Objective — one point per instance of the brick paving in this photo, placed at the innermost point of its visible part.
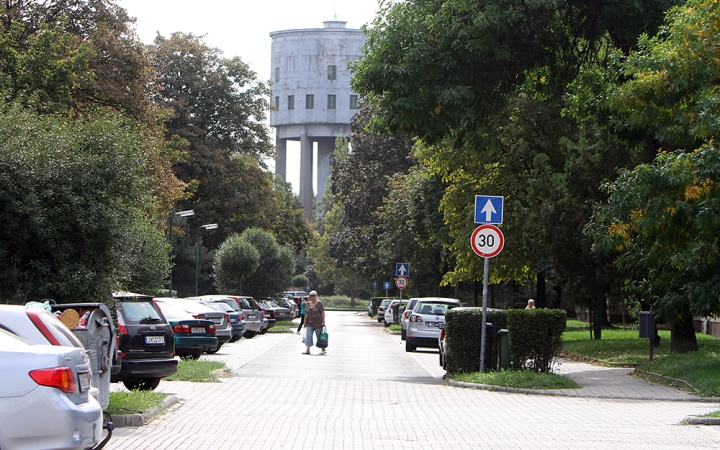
(368, 393)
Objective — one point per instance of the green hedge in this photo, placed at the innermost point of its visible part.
(463, 334)
(535, 337)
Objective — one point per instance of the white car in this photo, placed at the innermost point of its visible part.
(404, 319)
(389, 316)
(45, 399)
(423, 321)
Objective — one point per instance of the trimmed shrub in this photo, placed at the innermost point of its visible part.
(463, 328)
(535, 337)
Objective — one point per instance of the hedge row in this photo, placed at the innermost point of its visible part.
(534, 338)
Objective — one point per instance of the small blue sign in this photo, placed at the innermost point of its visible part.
(488, 209)
(402, 269)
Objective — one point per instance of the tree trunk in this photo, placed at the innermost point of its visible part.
(541, 298)
(682, 337)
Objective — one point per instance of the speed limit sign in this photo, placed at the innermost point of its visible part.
(401, 282)
(487, 241)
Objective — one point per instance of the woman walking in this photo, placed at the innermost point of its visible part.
(303, 301)
(314, 321)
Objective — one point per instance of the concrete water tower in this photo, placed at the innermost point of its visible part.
(312, 97)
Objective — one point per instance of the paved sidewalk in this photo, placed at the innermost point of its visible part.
(369, 394)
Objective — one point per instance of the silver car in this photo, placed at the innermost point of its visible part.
(223, 330)
(424, 321)
(45, 399)
(405, 316)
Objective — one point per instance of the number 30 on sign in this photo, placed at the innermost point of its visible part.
(487, 241)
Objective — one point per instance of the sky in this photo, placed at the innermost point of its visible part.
(242, 28)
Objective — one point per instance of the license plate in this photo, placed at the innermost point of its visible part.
(84, 378)
(154, 339)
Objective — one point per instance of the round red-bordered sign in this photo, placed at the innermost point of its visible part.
(401, 282)
(487, 241)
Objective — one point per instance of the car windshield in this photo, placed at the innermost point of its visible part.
(433, 308)
(140, 312)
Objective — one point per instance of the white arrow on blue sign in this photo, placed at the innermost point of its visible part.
(488, 209)
(402, 269)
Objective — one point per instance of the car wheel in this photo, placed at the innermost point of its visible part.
(142, 384)
(215, 350)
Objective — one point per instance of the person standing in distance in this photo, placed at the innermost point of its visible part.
(314, 321)
(303, 302)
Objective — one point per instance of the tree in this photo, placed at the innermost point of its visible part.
(662, 217)
(75, 203)
(218, 110)
(235, 261)
(238, 270)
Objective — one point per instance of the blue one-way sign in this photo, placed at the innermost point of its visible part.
(402, 269)
(488, 209)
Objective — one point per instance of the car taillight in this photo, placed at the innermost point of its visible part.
(59, 377)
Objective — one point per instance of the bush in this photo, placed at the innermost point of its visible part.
(535, 337)
(463, 335)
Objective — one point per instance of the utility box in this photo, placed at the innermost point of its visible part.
(94, 327)
(647, 325)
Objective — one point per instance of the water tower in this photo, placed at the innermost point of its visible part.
(312, 97)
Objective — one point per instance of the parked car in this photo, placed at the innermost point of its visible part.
(223, 331)
(268, 320)
(276, 311)
(193, 337)
(45, 399)
(428, 313)
(229, 306)
(404, 319)
(253, 319)
(93, 331)
(389, 316)
(381, 309)
(147, 342)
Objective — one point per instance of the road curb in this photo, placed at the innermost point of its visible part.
(141, 419)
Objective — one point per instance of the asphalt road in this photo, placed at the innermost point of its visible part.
(368, 393)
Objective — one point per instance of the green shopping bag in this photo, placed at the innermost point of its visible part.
(322, 340)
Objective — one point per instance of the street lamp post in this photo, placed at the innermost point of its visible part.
(186, 213)
(209, 226)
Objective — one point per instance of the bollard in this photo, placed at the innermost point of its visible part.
(489, 364)
(503, 349)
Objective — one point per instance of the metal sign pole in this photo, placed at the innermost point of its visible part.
(486, 276)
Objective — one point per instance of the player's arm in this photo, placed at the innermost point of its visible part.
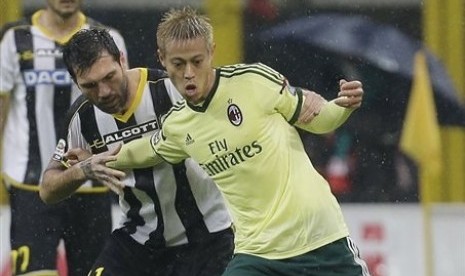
(61, 180)
(334, 113)
(4, 103)
(138, 153)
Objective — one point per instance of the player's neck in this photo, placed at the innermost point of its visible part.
(134, 76)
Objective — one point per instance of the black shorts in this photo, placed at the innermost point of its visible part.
(83, 222)
(123, 256)
(339, 258)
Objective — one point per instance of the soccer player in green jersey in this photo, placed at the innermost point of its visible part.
(239, 123)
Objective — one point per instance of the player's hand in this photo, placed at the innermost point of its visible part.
(76, 155)
(311, 106)
(350, 94)
(94, 167)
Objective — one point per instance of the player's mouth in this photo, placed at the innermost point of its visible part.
(191, 90)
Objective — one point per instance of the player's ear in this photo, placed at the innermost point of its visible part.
============
What the task asks: Copy out the whole listing exactly. Skip its pictures.

Output below:
Objective — one point per instance of the brick paving in this photo, placed at the innermost point of its visible part.
(368, 393)
Objective — one point per instance of the green hedge in this photo, placed at the innermost point of its visible part.
(463, 334)
(535, 337)
Objective — one point per instance of the white car in this photo, placed at the innermost point of its visible part.
(404, 319)
(389, 316)
(45, 399)
(423, 321)
Objective — one point per instance of the trimmed shrub in this photo, placed at the innermost point of its visible part.
(463, 328)
(535, 337)
Objective — one point per instance of the hedge row in this photo, placed at the innermost point of its visible part.
(534, 338)
Objective — one point per instance of the small blue sign in this photo, placed at the innermost point of its visible part.
(488, 209)
(402, 269)
Objective — one point per instance of the tree trunk in this photo, placed at the innermost point of its visible part.
(541, 298)
(682, 337)
Objective — one point per instance of the speed limit sign in this photo, placed at the innermost point of its visible part.
(401, 282)
(487, 241)
Objective — one point per instance of the woman walking in this photo, placed at the innermost point of its visible part.
(303, 301)
(314, 321)
Objective — one point per instance of the concrete water tower in this photo, placed at the innermost point of its visible part.
(312, 97)
Objective — one point per instance of the paved sidewalk in this photo, placed at the innermost point of its visible part.
(369, 394)
Objective — one point per instance of the silver car in this photo, placed at the innermost point of its visible part.
(223, 330)
(424, 321)
(45, 399)
(405, 316)
Objective — one point per instance of the number 30 on sign in this photo, placed at the innermost point of its visible part.
(487, 241)
Objective — one point per instance of the sky in this photo, placed at the innermost point of its visible part.
(242, 28)
Objective — one point per instance of the license plate in this photo, placed at the innermost point of its visible part.
(84, 378)
(154, 339)
Objective — one point per instance of the round red-bordered sign in this photo, placed at the innermost point of its visible part.
(401, 282)
(487, 241)
Objective — one point per instance of the car windshield in this photo, placed at the innermost point of its visible part.
(433, 308)
(140, 312)
Objective — one point per instance of the white arrow on blue sign in this photo, placed at the innermost point of its visible part.
(488, 209)
(402, 269)
Objective — one point per instance of the car wheel in this photo, placed at the innermost point of its visible part.
(142, 384)
(215, 350)
Objective — one point per instance of the person standing in distance in this photo, placed at the innermost point of its visible part.
(314, 321)
(303, 302)
Objective — one point per instance of the tree in this photo, placed at the innermost point of its visible part.
(662, 217)
(75, 203)
(218, 110)
(235, 261)
(238, 270)
Objective — one point per instance of the blue one-way sign in this photo, placed at the innermost point of its visible part.
(402, 269)
(488, 209)
Objective — one point per instance of the car taillight in this photo, placed at the innermost point of its visible part.
(59, 377)
Objective — one point per instance of the bush in this photo, placed at the innermost point of its visible part.
(535, 337)
(463, 335)
Objective — one point per instance of the utility box in this photo, placed at the innermost point of its visible part.
(94, 327)
(647, 325)
Objective — one point per instance of the water tower in this photo, placed at the innermost point of its visible part.
(312, 97)
Objective — one point per instance of the parked car in this photo, placed at the innermost point of its visible part.
(223, 331)
(268, 320)
(276, 311)
(193, 337)
(45, 399)
(428, 313)
(229, 306)
(404, 319)
(253, 319)
(93, 331)
(389, 316)
(381, 309)
(147, 342)
Objective — one point per instance of the road curb in this photo, placed at the innermost point of its visible part.
(141, 419)
Objective — one point per instance of the asphalt road in this photo, placed at the innermost point of its visible part.
(368, 393)
Objective — one point per instance of the green shopping bag in this photo, placed at the innermost point of its visible part.
(322, 340)
Objective — one point per instance of the street lamp post in this photo, placed at the innermost point of its visible part.
(186, 213)
(209, 226)
Objective — one point per instance of the bollard in this photo, placed at the innermost point of its visible part.
(489, 364)
(503, 349)
Objective — one point per instance of the metal sign pole in this photo, placed at the innermost point of its visible part.
(486, 276)
Objective — one point per instance of the player's arm in this photo, placed at the innermost point of its visible part.
(61, 180)
(334, 113)
(4, 103)
(138, 153)
Objective — one point per instance of the player's neck in this photo, placed at the innermost point of its visible part.
(134, 76)
Objective — one point per instance of the black shorts in this photo, placed at the innermost point of its visible part.
(83, 222)
(123, 256)
(339, 258)
Objective — one point per instance of the soccer player in green jersey in this photo, placed at the innermost point of its visible part.
(239, 123)
Objective — one point per instance of the player's hand in this photo, placed at the innermost point of its visible part.
(76, 155)
(311, 106)
(350, 94)
(94, 167)
Objective — one point per instance of the player's mouth in this photo, placed at the innermost point of its visible part.
(191, 90)
Objective — one point per instance of the player's ear in this photo, placed at the innermost point of its visible part.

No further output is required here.